▶ [TEKS BACAAN]:

Pelapukan kimia terjadi dalam 4 proses :
1. Hidrolisis : oksigen (O2), karbondioksida (CO2), airtanah, mineral-mineral
asam yang terlarut dalam batuan dan menghancurkan struktur kristal.
2. Oksidasi : elemen-elemen akan terurai oleh pelapukan kimia melalui oksidasi.
3. Hidrasi : reaksi dengan sejumlah air pada ion hidroksil ke bentuk mineral yang
baru.
4. Larutan (solution) : produk-produk yang mudah larut dari pecahan mineral
akan terurai dan terbawa oleh airtanah.
Faktor-faktor yang Mempengaruhi Pelapukan Kimia
Faktor yang mempengaruhi kecepatan pelapukan kimia ada 10 (Waheed, 2005),
antara lain :
1. Kestabilan mineral (struktur kristal, titik peleburan)
2. Kondisi pH (asam / basa)
3. Potensial reduksi/oksidasi
4. Ukuran butir dan rekahan pada batuan
5. Laju dari proses leaching
6. Iklim
7. Topografi
8. Waktu
9. Peranan muka airtanah
10. Komposisi batuan induk
1. Kestabilan Mineral
Mineral-mineral dapat dibedakan berdasarkan resistensinya terhadap
pelapukan kimia. Ada mineral yang sangat cepat mengalami pelapukan, ada juga
yang sangat lambat mengalami pelapukan. Menurut Godiich (1938), dalam
Waheed (2005) mengemukakan berkurangnya resistensi mineral-mineral
pembentuk batuan terhadap tingkat pelapukan dikarenakan tingkat kestabilan dari
mineral itu sendiri. Hal tersebut dapat terlihat pada Bowen Reaction Series.

▶ [DATA YANG DIBERIKAN]:
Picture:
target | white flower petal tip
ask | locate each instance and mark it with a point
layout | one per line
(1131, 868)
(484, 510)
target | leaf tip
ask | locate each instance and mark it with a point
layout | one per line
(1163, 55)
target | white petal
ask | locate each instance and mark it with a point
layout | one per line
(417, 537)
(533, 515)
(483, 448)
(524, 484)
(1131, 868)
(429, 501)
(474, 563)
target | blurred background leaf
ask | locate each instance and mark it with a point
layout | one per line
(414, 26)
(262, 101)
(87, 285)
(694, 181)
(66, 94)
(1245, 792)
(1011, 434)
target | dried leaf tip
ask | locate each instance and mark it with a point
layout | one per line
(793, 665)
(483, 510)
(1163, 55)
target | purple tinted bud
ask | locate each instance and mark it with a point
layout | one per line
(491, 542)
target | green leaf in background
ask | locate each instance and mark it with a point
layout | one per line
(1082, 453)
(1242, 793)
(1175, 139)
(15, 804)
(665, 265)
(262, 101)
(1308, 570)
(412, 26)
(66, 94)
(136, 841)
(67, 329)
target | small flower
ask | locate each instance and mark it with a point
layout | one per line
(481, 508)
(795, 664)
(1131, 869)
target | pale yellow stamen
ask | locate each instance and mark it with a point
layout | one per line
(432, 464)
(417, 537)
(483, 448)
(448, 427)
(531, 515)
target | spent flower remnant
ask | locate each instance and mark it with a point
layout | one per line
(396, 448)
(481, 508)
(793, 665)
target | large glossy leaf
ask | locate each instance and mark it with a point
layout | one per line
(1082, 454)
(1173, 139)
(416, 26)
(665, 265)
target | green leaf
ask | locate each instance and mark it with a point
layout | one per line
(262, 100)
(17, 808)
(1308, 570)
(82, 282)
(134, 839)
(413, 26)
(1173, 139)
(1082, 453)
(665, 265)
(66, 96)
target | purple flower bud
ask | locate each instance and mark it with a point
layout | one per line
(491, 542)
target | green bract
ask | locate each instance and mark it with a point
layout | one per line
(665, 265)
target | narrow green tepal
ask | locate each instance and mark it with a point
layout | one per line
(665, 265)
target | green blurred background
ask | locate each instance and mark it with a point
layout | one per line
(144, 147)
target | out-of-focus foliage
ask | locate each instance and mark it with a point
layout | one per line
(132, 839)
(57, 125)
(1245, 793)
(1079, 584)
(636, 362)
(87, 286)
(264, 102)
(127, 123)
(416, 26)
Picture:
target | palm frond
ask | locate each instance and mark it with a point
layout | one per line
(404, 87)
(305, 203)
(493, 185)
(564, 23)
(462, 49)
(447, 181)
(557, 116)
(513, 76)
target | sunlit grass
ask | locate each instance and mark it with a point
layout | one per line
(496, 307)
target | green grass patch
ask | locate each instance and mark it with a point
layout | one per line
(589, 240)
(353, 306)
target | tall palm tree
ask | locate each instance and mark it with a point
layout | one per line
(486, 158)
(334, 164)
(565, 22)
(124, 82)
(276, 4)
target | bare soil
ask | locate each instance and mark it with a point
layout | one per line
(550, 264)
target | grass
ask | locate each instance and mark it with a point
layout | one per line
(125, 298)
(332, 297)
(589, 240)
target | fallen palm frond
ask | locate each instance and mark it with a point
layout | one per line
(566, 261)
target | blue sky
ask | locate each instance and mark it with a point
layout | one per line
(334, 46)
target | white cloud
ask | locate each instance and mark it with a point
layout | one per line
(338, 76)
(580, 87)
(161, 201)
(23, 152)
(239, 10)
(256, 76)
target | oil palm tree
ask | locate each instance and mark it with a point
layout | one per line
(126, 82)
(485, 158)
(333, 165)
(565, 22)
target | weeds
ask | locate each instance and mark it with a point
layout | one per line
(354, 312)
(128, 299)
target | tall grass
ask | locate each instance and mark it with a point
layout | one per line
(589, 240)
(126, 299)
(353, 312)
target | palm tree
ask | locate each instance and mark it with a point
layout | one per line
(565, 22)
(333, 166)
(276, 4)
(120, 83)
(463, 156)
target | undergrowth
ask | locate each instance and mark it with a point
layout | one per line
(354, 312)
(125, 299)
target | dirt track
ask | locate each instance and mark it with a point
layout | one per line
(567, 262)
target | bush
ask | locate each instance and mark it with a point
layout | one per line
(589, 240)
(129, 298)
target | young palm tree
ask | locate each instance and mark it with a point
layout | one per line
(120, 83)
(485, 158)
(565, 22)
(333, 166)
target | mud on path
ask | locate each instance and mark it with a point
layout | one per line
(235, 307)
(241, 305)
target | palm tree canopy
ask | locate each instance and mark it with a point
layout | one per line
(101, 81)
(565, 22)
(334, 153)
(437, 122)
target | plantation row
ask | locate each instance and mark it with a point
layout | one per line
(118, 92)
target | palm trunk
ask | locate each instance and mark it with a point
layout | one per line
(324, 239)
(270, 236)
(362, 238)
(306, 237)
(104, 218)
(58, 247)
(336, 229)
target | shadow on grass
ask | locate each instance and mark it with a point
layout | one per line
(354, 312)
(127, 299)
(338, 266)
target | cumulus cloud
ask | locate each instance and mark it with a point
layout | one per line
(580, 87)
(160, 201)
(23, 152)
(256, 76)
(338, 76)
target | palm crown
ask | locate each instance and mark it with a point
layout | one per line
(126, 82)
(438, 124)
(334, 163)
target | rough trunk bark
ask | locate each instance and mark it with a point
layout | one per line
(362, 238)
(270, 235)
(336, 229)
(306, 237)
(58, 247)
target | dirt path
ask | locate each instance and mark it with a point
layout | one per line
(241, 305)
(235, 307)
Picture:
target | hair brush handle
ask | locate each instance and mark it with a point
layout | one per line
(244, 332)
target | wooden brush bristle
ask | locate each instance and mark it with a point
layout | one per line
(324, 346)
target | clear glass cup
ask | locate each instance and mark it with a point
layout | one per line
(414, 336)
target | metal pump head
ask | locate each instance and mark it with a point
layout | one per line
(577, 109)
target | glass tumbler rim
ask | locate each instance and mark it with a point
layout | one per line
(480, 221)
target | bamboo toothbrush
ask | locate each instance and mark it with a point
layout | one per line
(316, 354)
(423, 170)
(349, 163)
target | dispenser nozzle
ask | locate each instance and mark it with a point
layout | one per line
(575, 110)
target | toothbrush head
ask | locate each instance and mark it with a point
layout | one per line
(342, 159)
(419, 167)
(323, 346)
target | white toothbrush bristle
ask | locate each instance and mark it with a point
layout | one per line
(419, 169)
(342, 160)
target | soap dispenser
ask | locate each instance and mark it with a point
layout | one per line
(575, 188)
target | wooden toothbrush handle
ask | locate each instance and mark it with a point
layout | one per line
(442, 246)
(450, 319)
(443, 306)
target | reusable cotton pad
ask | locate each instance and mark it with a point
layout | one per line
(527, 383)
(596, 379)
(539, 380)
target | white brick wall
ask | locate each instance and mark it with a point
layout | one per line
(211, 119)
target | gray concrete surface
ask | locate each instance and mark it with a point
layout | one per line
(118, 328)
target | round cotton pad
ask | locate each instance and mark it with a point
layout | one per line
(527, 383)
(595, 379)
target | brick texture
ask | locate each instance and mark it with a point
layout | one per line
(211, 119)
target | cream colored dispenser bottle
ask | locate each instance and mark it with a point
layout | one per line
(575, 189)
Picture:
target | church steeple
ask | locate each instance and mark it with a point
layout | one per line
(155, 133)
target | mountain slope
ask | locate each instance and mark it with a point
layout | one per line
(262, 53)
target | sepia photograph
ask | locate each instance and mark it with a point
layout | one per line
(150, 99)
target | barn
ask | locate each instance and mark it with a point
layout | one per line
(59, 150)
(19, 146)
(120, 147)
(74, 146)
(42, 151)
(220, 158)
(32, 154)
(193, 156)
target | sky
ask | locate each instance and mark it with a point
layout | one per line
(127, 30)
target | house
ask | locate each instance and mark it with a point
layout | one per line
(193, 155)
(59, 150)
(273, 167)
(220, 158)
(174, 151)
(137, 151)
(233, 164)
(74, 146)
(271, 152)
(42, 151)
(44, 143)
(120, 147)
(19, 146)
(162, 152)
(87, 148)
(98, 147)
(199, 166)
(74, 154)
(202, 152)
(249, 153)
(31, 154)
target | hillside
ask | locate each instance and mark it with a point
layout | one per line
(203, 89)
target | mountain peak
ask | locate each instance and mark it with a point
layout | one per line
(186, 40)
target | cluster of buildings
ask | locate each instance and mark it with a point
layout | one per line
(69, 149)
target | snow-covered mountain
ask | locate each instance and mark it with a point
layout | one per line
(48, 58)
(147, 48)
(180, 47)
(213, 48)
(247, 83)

▶ [SOAL LATIHAN]:
1. Menurut teks tentang pelapukan kimia, ada berapa faktor yang memengaruhi kecepatan pelapukan kimia?
2. Tuliskan kembali tanpa perubahan bagian teks tentang pelapukan kimia, mulai dari "Pelapukan kimia terjadi" sampai dengan "kimia melalui oksidasi.".
3. Sebutkan semua proses pelapukan kimia yang tercantum dalam teks tentang pelapukan kimia.

▶ [JAWABAN TIAP SOAL]:
1. Ada 10 faktor, menurut Waheed (2005).

2.
Pelapukan kimia terjadi dalam 4 proses :
1. Hidrolisis : oksigen (O2), karbondioksida (CO2), airtanah, mineral-mineral
asam yang terlarut dalam batuan dan menghancurkan struktur kristal.
2. Oksidasi : elemen-elemen akan terurai oleh pelapukan kimia melalui oksidasi.

3. Hidrolisis, oksidasi, hidrasi, dan larutan (solution).